▶ **What is required**: How many lines of the listing below contain the string "rock"? Case counts. Reply with the number only.

[Begin]

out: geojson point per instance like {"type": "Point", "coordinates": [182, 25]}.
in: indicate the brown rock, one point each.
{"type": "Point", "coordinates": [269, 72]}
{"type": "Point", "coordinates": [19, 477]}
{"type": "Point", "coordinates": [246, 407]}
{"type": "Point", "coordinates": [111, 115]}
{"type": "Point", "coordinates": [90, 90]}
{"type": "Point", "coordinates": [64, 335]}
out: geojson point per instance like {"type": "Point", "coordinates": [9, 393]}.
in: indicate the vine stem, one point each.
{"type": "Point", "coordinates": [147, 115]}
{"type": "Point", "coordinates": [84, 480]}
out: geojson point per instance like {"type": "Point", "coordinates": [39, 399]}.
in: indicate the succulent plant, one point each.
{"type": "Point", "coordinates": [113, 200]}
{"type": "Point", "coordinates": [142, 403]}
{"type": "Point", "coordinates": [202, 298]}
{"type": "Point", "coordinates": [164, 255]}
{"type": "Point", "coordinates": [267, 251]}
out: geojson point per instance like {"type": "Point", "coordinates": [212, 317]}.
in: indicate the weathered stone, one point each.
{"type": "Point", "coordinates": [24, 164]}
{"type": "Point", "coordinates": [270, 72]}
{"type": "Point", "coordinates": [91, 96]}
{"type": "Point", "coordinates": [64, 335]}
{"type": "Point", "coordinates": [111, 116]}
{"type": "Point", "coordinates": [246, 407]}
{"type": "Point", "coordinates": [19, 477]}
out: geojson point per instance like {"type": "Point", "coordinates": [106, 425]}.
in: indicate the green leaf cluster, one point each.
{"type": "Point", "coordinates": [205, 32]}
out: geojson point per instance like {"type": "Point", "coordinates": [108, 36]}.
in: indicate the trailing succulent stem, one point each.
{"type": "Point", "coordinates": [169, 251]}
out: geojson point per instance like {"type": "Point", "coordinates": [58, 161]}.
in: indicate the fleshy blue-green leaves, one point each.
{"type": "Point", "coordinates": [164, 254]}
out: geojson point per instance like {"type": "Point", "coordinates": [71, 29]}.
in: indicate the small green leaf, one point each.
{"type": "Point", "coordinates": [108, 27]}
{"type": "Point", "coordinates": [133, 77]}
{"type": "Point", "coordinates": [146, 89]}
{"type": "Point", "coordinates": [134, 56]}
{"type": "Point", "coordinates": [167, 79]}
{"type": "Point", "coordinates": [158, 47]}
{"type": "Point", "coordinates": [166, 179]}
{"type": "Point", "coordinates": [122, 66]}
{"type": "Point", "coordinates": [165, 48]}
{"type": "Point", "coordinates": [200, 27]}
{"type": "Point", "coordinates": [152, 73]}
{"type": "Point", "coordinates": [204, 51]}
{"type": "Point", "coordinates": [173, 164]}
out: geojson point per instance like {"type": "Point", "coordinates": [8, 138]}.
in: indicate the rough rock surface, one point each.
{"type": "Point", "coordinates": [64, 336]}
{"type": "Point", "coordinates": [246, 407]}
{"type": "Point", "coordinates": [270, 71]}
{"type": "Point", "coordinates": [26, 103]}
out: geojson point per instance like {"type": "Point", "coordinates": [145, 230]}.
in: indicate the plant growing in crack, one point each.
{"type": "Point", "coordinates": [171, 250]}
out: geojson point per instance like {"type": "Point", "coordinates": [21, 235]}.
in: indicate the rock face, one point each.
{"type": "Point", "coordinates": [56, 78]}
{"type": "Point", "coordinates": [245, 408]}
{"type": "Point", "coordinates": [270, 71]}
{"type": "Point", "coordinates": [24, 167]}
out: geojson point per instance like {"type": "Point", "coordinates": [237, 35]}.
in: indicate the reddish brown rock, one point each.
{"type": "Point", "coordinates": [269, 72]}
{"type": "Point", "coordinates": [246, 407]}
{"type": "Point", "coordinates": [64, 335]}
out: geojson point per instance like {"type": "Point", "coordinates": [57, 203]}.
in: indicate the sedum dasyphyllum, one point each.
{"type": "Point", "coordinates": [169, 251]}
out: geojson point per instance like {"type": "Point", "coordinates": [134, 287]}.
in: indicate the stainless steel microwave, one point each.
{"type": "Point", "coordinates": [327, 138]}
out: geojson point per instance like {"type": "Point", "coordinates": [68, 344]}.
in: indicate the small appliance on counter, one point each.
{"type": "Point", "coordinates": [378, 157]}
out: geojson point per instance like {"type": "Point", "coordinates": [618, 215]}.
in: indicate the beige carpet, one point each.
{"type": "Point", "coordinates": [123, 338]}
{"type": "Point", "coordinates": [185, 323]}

[End]

▶ **Response**: 4